[START OF Extracted material]

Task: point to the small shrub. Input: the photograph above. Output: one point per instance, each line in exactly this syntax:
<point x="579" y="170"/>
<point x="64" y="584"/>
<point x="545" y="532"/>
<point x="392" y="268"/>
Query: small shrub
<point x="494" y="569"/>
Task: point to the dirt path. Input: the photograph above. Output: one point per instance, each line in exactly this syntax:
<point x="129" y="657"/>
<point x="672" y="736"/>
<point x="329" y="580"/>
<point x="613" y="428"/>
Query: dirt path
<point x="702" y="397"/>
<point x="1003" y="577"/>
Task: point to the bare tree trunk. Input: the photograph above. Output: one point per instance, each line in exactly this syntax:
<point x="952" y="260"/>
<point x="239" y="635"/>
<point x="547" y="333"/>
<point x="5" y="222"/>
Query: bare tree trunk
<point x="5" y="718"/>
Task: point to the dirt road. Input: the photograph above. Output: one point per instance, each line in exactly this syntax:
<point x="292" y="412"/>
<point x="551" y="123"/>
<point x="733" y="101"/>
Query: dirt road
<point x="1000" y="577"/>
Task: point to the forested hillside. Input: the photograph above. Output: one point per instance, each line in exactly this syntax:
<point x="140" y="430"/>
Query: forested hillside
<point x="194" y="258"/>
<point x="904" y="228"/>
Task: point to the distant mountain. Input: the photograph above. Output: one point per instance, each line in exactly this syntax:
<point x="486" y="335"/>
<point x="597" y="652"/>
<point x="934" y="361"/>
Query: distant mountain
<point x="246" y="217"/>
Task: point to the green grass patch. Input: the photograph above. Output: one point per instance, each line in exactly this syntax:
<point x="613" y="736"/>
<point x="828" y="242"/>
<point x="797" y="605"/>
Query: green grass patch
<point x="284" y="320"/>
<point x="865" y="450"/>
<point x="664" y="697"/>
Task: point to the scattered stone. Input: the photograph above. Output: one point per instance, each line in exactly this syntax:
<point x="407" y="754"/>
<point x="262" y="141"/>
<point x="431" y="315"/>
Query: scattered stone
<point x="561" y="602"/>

[END OF Extracted material]

• **Direction**
Rewrite all of the material, switching every "dirt road" to "gravel road" and leaving everything else unchanged.

• **Correct answer**
Task: point to the small shrub. Input: the photograph above. Output: one point per instance, each line in exactly this syntax:
<point x="579" y="170"/>
<point x="64" y="584"/>
<point x="545" y="532"/>
<point x="392" y="268"/>
Query: small shrub
<point x="494" y="569"/>
Task: point to the dirt path. Input: the photograph above. Output: one point per instance, each line in exactly this syntax:
<point x="129" y="657"/>
<point x="672" y="736"/>
<point x="329" y="580"/>
<point x="613" y="428"/>
Query: dirt path
<point x="702" y="397"/>
<point x="1003" y="577"/>
Task: point to the bare tree trunk. Input: the photograph above. Output: one point per instance, each line in exactly this syntax:
<point x="952" y="260"/>
<point x="239" y="635"/>
<point x="547" y="333"/>
<point x="5" y="222"/>
Query: bare tree trunk
<point x="5" y="718"/>
Task: point to the gravel road. Input: the photograph above. Output: one point per instance, each line in exactly this syntax:
<point x="292" y="412"/>
<point x="551" y="123"/>
<point x="733" y="101"/>
Query: gravel road
<point x="1000" y="577"/>
Task: point to the forested hillside. Input: the photograph above. Output: one point per instance, each line in exactly this syntax:
<point x="140" y="430"/>
Query: forested hillside
<point x="194" y="258"/>
<point x="904" y="228"/>
Task: point to the distant mountain. Input: the photograph above. Output: one point per instance, each line in exactly this syntax:
<point x="486" y="335"/>
<point x="597" y="652"/>
<point x="934" y="361"/>
Query: distant mountain
<point x="246" y="217"/>
Task: point to the green grass patch. Input: the photograph above. Output: one point per instance, each line in exactly this syntax:
<point x="613" y="736"/>
<point x="828" y="242"/>
<point x="797" y="605"/>
Query: green grass patch
<point x="284" y="320"/>
<point x="865" y="450"/>
<point x="664" y="697"/>
Task: point to the scattered stone. Input: the photograph above. Output: one point per instance, each line in exactly this syntax:
<point x="407" y="754"/>
<point x="262" y="141"/>
<point x="431" y="315"/>
Query: scattered stone
<point x="561" y="602"/>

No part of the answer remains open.